> What is expected:
Locate every line in the rows below that contains the word "shadow", and copy each of those lines.

---------- Task data ----------

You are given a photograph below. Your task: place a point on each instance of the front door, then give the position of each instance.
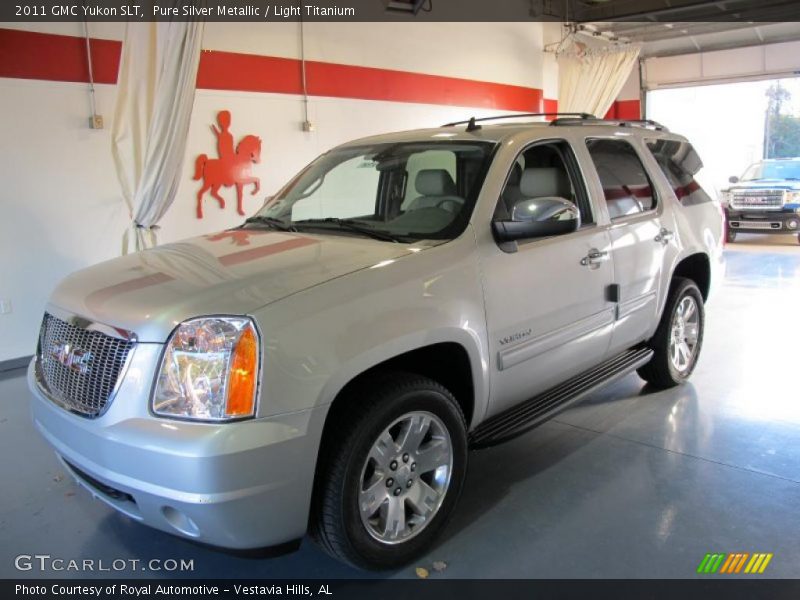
(548, 315)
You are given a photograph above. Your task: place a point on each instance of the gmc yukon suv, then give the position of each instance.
(766, 199)
(326, 366)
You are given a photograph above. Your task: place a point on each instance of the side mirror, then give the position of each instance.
(538, 217)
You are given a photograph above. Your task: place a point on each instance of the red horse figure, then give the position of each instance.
(227, 171)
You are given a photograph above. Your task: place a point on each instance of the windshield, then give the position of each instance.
(784, 169)
(395, 192)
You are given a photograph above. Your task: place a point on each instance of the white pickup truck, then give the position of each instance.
(326, 366)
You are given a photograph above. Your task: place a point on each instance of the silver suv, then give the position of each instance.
(326, 366)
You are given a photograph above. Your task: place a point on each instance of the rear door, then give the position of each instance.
(639, 236)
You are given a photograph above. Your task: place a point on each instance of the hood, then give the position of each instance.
(232, 272)
(766, 184)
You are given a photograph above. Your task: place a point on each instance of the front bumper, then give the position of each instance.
(237, 485)
(763, 221)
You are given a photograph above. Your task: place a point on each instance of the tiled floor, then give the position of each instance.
(628, 483)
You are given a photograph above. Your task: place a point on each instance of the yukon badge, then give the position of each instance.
(74, 359)
(515, 337)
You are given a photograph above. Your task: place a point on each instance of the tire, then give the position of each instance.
(664, 371)
(389, 404)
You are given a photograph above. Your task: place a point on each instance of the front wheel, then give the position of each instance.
(677, 342)
(392, 470)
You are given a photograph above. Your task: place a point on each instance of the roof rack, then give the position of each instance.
(471, 123)
(646, 123)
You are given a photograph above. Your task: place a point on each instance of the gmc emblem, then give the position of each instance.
(74, 359)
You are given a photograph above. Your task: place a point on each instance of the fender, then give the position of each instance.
(468, 339)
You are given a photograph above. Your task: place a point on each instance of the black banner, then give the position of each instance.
(731, 588)
(580, 11)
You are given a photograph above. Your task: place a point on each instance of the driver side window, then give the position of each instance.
(544, 170)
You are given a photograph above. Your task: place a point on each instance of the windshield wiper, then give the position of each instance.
(350, 225)
(278, 224)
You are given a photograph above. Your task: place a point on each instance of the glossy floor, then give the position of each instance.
(627, 484)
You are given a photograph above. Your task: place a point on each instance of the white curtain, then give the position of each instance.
(155, 94)
(590, 81)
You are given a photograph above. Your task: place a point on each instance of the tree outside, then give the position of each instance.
(781, 130)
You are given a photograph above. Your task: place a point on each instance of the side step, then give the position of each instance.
(524, 417)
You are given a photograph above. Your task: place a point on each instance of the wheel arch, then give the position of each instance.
(697, 267)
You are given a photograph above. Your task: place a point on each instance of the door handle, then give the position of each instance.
(664, 236)
(595, 257)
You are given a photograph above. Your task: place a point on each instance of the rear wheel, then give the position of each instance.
(677, 342)
(391, 472)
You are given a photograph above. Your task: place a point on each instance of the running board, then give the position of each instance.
(533, 412)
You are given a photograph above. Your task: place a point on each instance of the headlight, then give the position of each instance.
(209, 370)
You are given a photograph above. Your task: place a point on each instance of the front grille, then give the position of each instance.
(79, 367)
(757, 199)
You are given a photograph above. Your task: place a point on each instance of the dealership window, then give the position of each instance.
(680, 163)
(626, 185)
(545, 169)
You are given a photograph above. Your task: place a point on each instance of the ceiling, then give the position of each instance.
(670, 27)
(668, 39)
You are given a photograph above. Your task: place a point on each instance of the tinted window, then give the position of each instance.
(680, 163)
(540, 171)
(625, 182)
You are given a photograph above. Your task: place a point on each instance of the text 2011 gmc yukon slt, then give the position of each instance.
(326, 366)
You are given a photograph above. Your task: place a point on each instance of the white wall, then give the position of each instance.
(754, 62)
(60, 207)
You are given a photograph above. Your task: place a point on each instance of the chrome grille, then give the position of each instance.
(757, 199)
(79, 368)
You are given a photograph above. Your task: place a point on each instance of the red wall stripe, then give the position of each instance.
(30, 55)
(249, 72)
(347, 81)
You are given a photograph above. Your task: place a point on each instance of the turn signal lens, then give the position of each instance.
(242, 376)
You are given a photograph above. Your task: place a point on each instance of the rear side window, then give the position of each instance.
(680, 163)
(626, 185)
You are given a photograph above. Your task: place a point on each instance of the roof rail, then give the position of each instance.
(645, 123)
(472, 120)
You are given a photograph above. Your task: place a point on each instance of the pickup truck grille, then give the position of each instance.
(79, 368)
(757, 199)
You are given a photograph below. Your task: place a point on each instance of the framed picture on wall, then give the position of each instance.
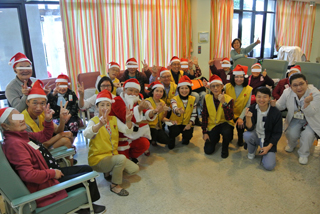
(203, 37)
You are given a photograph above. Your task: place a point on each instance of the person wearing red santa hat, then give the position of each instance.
(256, 79)
(225, 73)
(64, 94)
(217, 118)
(158, 134)
(17, 90)
(113, 73)
(134, 144)
(103, 132)
(34, 164)
(284, 83)
(183, 112)
(240, 92)
(132, 72)
(34, 117)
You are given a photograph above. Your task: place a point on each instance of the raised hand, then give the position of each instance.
(81, 89)
(25, 89)
(48, 112)
(264, 73)
(248, 113)
(221, 98)
(64, 112)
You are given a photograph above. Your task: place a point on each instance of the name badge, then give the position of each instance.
(33, 145)
(298, 115)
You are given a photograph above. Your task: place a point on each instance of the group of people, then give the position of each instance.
(129, 118)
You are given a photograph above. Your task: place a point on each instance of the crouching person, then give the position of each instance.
(264, 125)
(104, 134)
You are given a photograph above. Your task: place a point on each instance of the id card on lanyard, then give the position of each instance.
(298, 114)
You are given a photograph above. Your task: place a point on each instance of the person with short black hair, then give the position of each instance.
(240, 92)
(239, 52)
(303, 119)
(264, 125)
(217, 118)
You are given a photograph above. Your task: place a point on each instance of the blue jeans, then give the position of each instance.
(269, 159)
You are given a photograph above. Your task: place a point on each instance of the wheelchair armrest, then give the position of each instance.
(36, 195)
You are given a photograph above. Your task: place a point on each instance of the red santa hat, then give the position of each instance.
(37, 91)
(256, 69)
(104, 95)
(295, 68)
(114, 65)
(4, 113)
(174, 59)
(155, 84)
(184, 63)
(185, 80)
(132, 63)
(240, 70)
(20, 57)
(63, 80)
(132, 83)
(215, 78)
(227, 60)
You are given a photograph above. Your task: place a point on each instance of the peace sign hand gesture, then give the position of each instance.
(48, 112)
(25, 89)
(64, 112)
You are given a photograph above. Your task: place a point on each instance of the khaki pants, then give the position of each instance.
(116, 164)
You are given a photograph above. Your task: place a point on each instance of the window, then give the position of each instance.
(252, 20)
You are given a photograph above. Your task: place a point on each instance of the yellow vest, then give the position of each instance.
(116, 80)
(241, 101)
(216, 117)
(184, 119)
(158, 120)
(102, 145)
(30, 122)
(181, 72)
(171, 94)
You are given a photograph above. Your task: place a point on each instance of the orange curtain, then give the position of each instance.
(221, 28)
(99, 31)
(294, 25)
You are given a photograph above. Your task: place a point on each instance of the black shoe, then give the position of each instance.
(134, 160)
(185, 142)
(245, 145)
(171, 143)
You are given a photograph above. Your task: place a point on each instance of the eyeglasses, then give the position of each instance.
(298, 85)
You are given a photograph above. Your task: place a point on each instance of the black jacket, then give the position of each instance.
(273, 126)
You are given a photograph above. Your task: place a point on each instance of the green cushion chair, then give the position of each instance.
(18, 199)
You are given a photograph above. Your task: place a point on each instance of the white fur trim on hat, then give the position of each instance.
(6, 114)
(256, 70)
(218, 81)
(104, 99)
(185, 83)
(24, 68)
(132, 85)
(32, 96)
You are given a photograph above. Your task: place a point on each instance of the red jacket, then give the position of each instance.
(30, 164)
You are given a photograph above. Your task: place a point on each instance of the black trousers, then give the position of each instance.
(175, 130)
(226, 130)
(159, 135)
(75, 171)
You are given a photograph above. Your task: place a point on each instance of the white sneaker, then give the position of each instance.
(303, 160)
(251, 156)
(288, 149)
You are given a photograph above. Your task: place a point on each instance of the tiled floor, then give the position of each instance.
(185, 180)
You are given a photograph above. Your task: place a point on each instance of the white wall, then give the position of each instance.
(315, 50)
(200, 17)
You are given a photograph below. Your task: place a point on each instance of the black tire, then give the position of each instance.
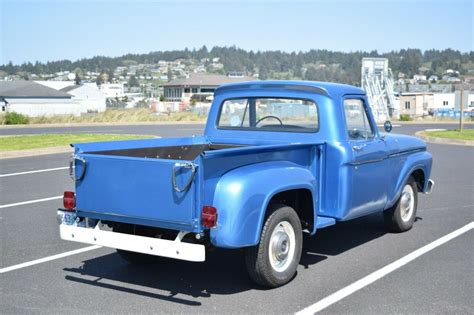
(258, 261)
(132, 258)
(397, 218)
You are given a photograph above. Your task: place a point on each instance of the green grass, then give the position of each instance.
(27, 142)
(113, 116)
(119, 115)
(466, 134)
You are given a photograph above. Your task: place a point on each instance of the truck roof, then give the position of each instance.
(324, 88)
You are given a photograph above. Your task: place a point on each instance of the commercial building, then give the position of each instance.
(90, 98)
(443, 101)
(198, 86)
(33, 99)
(416, 104)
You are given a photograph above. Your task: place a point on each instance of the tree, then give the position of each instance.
(133, 82)
(77, 80)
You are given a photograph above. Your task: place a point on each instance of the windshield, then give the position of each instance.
(269, 114)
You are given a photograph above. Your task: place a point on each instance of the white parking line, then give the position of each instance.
(33, 172)
(376, 275)
(49, 258)
(29, 201)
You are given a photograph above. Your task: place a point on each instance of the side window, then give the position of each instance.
(358, 126)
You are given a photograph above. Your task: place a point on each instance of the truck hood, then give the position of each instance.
(397, 143)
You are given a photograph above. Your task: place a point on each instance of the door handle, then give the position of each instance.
(358, 148)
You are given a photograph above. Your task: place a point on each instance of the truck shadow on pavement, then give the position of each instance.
(223, 273)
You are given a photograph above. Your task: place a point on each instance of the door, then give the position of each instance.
(368, 162)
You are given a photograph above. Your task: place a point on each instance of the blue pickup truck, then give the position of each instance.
(277, 159)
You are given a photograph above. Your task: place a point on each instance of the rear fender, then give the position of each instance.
(243, 194)
(417, 161)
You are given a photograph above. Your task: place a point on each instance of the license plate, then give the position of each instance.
(68, 218)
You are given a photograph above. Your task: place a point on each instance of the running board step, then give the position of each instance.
(322, 222)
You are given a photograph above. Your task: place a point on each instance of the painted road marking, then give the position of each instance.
(29, 201)
(49, 258)
(33, 172)
(376, 275)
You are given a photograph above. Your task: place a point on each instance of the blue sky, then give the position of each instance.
(53, 30)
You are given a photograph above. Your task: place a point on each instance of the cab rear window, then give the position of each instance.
(269, 114)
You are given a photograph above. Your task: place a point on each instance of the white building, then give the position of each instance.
(33, 99)
(57, 85)
(112, 90)
(90, 98)
(443, 100)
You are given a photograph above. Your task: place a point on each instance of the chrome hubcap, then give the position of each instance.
(407, 203)
(282, 246)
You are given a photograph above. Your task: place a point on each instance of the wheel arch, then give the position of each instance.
(242, 199)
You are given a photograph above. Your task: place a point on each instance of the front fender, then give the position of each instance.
(242, 196)
(417, 161)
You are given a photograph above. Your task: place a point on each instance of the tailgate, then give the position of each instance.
(136, 190)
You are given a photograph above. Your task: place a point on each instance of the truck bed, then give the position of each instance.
(181, 152)
(136, 181)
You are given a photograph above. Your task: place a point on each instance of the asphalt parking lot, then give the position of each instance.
(97, 280)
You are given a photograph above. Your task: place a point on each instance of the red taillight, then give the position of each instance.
(69, 200)
(209, 216)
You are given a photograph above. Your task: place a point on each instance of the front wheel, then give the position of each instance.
(274, 260)
(401, 216)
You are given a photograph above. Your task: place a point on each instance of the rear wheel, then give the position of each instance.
(401, 216)
(274, 260)
(133, 258)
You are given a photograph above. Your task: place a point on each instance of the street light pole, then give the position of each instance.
(461, 107)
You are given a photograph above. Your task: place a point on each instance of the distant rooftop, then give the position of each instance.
(70, 88)
(28, 89)
(207, 80)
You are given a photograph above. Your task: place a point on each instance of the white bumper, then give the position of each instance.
(140, 244)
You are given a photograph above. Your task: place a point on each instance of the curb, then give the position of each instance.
(35, 152)
(438, 140)
(40, 151)
(100, 124)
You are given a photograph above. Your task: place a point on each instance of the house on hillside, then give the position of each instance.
(416, 104)
(197, 86)
(90, 98)
(33, 99)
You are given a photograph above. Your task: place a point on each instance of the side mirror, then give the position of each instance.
(387, 126)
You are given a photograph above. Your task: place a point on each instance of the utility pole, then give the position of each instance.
(461, 107)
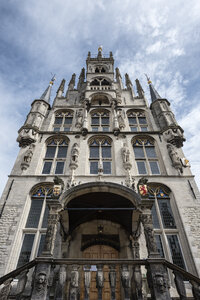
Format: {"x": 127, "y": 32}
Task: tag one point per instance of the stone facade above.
{"x": 132, "y": 140}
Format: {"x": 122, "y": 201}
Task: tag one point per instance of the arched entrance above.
{"x": 101, "y": 252}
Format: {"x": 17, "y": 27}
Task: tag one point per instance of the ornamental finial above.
{"x": 100, "y": 49}
{"x": 148, "y": 79}
{"x": 52, "y": 80}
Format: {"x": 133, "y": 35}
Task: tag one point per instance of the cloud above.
{"x": 43, "y": 37}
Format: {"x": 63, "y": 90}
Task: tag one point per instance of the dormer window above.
{"x": 137, "y": 121}
{"x": 145, "y": 156}
{"x": 100, "y": 84}
{"x": 100, "y": 120}
{"x": 100, "y": 70}
{"x": 63, "y": 121}
{"x": 100, "y": 155}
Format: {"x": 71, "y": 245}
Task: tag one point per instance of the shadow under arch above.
{"x": 100, "y": 200}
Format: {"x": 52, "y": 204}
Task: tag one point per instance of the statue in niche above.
{"x": 40, "y": 283}
{"x": 79, "y": 118}
{"x": 175, "y": 136}
{"x": 28, "y": 155}
{"x": 174, "y": 157}
{"x": 74, "y": 154}
{"x": 120, "y": 117}
{"x": 125, "y": 153}
{"x": 160, "y": 282}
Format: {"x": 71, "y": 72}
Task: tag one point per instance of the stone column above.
{"x": 112, "y": 280}
{"x": 53, "y": 219}
{"x": 146, "y": 219}
{"x": 40, "y": 282}
{"x": 99, "y": 281}
{"x": 157, "y": 275}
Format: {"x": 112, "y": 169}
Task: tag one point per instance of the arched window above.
{"x": 145, "y": 155}
{"x": 36, "y": 225}
{"x": 55, "y": 156}
{"x": 63, "y": 121}
{"x": 100, "y": 70}
{"x": 100, "y": 155}
{"x": 137, "y": 121}
{"x": 100, "y": 120}
{"x": 166, "y": 232}
{"x": 100, "y": 83}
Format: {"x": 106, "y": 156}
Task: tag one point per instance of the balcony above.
{"x": 84, "y": 279}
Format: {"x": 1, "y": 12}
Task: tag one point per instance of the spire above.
{"x": 128, "y": 81}
{"x": 140, "y": 90}
{"x": 81, "y": 79}
{"x": 119, "y": 78}
{"x": 61, "y": 88}
{"x": 100, "y": 49}
{"x": 153, "y": 92}
{"x": 129, "y": 84}
{"x": 47, "y": 93}
{"x": 72, "y": 82}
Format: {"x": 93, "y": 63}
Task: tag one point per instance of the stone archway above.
{"x": 100, "y": 200}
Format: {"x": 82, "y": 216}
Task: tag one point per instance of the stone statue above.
{"x": 120, "y": 117}
{"x": 174, "y": 157}
{"x": 40, "y": 283}
{"x": 125, "y": 278}
{"x": 149, "y": 235}
{"x": 160, "y": 282}
{"x": 174, "y": 136}
{"x": 99, "y": 277}
{"x": 125, "y": 154}
{"x": 74, "y": 153}
{"x": 28, "y": 155}
{"x": 79, "y": 118}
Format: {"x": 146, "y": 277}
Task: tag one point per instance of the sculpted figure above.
{"x": 28, "y": 155}
{"x": 174, "y": 157}
{"x": 120, "y": 119}
{"x": 125, "y": 154}
{"x": 79, "y": 118}
{"x": 41, "y": 282}
{"x": 160, "y": 282}
{"x": 74, "y": 153}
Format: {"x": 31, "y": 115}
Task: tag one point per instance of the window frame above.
{"x": 39, "y": 193}
{"x": 138, "y": 126}
{"x": 100, "y": 115}
{"x": 100, "y": 159}
{"x": 63, "y": 115}
{"x": 159, "y": 192}
{"x": 58, "y": 144}
{"x": 144, "y": 143}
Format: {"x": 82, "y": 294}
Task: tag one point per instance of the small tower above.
{"x": 165, "y": 118}
{"x": 28, "y": 133}
{"x": 101, "y": 202}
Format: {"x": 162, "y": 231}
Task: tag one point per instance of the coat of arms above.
{"x": 142, "y": 186}
{"x": 57, "y": 190}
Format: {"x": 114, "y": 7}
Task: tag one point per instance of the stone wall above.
{"x": 8, "y": 223}
{"x": 192, "y": 224}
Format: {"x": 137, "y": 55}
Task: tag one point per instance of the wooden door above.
{"x": 101, "y": 252}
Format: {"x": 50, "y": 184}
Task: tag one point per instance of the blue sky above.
{"x": 156, "y": 37}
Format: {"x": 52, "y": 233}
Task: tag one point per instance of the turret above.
{"x": 28, "y": 133}
{"x": 119, "y": 78}
{"x": 60, "y": 90}
{"x": 140, "y": 90}
{"x": 81, "y": 79}
{"x": 129, "y": 84}
{"x": 165, "y": 118}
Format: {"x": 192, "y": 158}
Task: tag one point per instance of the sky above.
{"x": 41, "y": 38}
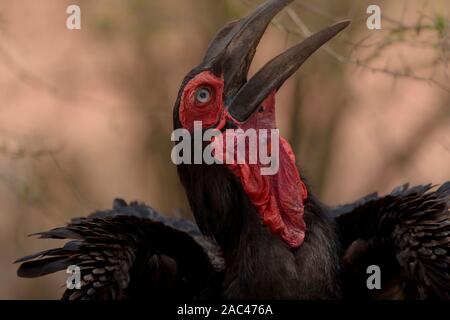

----------

> Full response:
You are given a photograph above. Your task: place a point on each instance of the truck shadow on pavement, then give the position of each instance.
Task: tag one point per instance of the shadow under arch above.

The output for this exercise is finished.